Written problem:
Reproduce all of the records below word for word, leaving out the pictures.

Start Supplied data

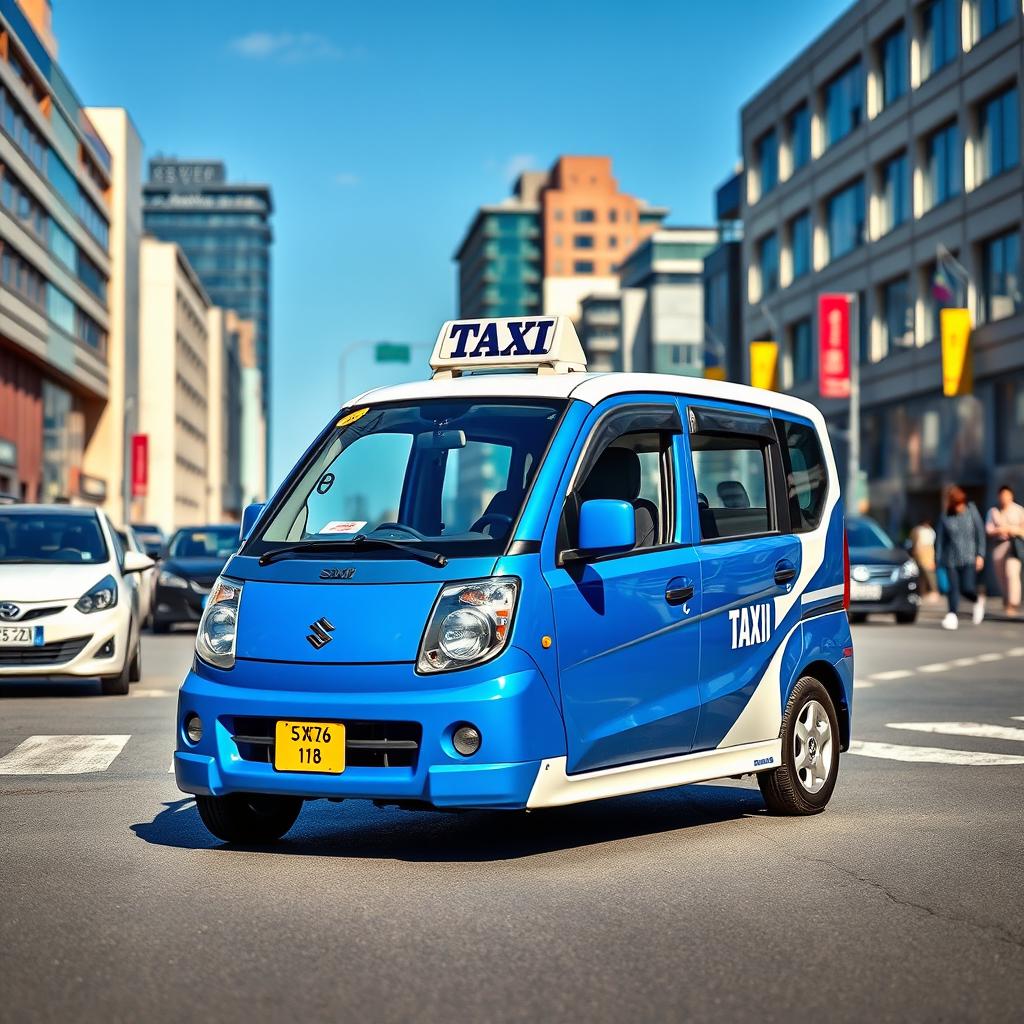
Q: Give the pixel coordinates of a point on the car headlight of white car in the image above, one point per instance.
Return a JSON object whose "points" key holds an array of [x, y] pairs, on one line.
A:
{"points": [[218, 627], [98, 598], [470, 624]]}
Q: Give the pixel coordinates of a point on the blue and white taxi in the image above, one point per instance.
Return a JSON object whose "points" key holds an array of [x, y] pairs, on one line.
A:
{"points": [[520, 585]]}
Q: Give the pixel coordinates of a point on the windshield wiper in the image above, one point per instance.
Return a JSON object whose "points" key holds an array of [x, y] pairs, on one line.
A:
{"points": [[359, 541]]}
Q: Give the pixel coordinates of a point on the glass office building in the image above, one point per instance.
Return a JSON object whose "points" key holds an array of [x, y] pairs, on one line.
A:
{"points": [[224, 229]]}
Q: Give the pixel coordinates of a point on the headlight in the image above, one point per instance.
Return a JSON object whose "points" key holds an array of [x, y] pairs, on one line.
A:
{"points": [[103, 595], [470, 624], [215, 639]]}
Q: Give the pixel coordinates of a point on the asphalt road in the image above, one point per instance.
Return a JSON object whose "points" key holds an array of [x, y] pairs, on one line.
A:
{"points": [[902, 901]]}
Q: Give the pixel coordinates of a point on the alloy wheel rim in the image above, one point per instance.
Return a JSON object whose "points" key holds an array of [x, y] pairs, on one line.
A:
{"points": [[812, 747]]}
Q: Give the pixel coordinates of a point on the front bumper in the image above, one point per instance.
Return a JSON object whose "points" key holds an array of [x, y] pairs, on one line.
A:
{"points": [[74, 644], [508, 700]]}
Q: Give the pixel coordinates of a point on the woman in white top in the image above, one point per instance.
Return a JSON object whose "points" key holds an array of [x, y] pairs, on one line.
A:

End Supplied data

Answer to this exercise:
Q: Give the pixel coordinates of a point on the car headlight of white car in the image above, one point per instance.
Return a JSON object whose "points" key holds an array of [x, y] pairs, on one line.
A:
{"points": [[218, 627], [98, 598], [470, 624]]}
Q: Give the pixel coordinates of a point on the blue and white taxi in the image above, one point per instance.
Return a JSON object whose "points" key holds an array of [x, y] pairs, on one line.
A:
{"points": [[520, 585]]}
Q: Give the pixel coordinates of a point on the windshield wiper in the image above, one point per instance.
Return a JSON object whose "points" key holds an array of [x, y] pairs, on one line.
A:
{"points": [[359, 541]]}
Q: Give the pixel coordinates of a point on the glass office building in the image above, one point per instance.
Return a JSON object whose "points" key holds an array of [x, y] pairs, on one line.
A:
{"points": [[224, 229]]}
Q: Give the pixel coordinates of a point on the headlight in the image above, one point per instance.
Return a JSON object whose "points" key holds an array of [x, y] pairs, on one line.
A:
{"points": [[103, 595], [470, 624], [215, 639]]}
Q: Give the pixel coordinates of a point on the asphalt road in the image above, one point per instance.
Return a JSON object whose "points" key holds an array of [x, y] pairs, on one line.
A:
{"points": [[902, 901]]}
Q: Give the pixel coordinates of a point on the alloy wheel rim in the image above, one point per instance.
Return a JSON object whose "points" key holds an array of [x, y] pairs, on one line.
A:
{"points": [[812, 747]]}
Q: Give the pixel coordinates of a point on the front bumper in the image above, one point per instance.
Return a JSON object whose "points" key holds an array of [x, y] pairs, on one line.
A:
{"points": [[74, 644], [508, 700]]}
Q: Give the pixel coordinates of a point on the woman in white top in the image above, one point per instance.
Return a JSON object whose "points" key holds an array of [x, y] pairs, on one line.
A:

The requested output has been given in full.